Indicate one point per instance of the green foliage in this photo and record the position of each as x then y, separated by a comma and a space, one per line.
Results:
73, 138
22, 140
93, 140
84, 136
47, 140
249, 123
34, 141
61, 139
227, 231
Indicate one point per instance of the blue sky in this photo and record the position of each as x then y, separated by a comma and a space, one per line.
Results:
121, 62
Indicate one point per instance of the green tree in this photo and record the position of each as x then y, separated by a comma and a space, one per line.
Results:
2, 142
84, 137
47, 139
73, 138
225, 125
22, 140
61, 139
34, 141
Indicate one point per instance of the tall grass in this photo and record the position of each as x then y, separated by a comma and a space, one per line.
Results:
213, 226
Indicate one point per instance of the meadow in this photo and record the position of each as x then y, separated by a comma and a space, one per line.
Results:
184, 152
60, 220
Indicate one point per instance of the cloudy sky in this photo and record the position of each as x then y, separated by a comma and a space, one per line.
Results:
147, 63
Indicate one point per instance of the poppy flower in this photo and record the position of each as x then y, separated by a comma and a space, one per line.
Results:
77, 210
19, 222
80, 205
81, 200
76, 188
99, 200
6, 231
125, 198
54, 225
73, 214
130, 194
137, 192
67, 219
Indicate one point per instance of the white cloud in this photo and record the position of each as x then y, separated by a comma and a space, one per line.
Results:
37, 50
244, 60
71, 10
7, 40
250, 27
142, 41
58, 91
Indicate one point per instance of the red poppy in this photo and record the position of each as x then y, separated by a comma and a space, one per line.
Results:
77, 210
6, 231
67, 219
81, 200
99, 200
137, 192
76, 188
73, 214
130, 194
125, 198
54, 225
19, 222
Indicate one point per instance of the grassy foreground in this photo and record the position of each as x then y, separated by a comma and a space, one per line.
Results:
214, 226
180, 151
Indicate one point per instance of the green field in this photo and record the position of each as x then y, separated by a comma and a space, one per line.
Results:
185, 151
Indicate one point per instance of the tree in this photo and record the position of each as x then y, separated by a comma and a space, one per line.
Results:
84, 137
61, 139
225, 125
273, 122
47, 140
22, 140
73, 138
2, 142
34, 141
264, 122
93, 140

▶ [Exercise goal]: Could you copy out all of the entries above, character for character?

▶ [Solved exercise]:
Indicate one point per instance of the green foliage in this photo and record the position of each as x then y, separated by a comma and a space, one per line.
Results:
73, 138
22, 140
93, 140
84, 136
47, 140
249, 123
34, 141
61, 139
227, 231
Indicate one point per instance of the blue sky in this photo and record the position of each as x then y, separated by a comma and a space, one per line.
Results:
121, 62
Indicate one point per instance of the green tree in this photo and record the position of each as x then y, separated by a comma and a space, one per line.
Results:
2, 142
84, 137
47, 139
73, 138
225, 125
22, 140
61, 139
34, 141
Indicate one point per instance of the tall grass in this photo and record the position of each as x then y, separated by a comma and a space, one per line.
Results:
213, 226
Indicate one point per instance of the meadow in this photo and record the position of each as x then y, separated by a comma and a space, one per line.
Results:
184, 152
60, 220
Indicate one point per instance of the cloudy sky in this photo and record the position of each as x then y, separated by a comma and a space, one per line.
Results:
147, 63
Indicate one point per instance of the poppy flower in this photo and record the position of each as x then y, separated by a comma and a space, one per line.
Results:
77, 210
19, 222
80, 205
81, 200
76, 188
99, 200
6, 231
125, 198
54, 225
73, 214
130, 194
137, 192
67, 219
Indicate one point per instance of the white cloud in this photo and record the position of each as x then y, separated by a comma and a space, one per line.
Results:
37, 50
244, 60
71, 10
7, 40
250, 27
142, 41
58, 91
Indicate one point per instance of the red poppy in this photo and record the position of each as x then y, separated by a comma and a space, one per line.
Results:
77, 210
6, 231
67, 219
81, 200
99, 200
137, 192
76, 188
73, 214
130, 194
125, 198
54, 225
19, 222
Indicate one point per instance of the grassy foreground in this photo and record the position of each as x then y, separated by a comma and a space, one per line.
Results:
214, 226
180, 151
Indicate one point per instance of the green field in this photo and record the position of each as x then y, separated by a comma and a space, one per line.
Results:
185, 151
Indicate one point per instance of the tree in this photo and record the position of each as x then y, separated by a comma and a space, one per line.
Results:
84, 137
61, 139
225, 125
273, 122
47, 140
22, 140
73, 138
2, 142
34, 141
264, 122
93, 140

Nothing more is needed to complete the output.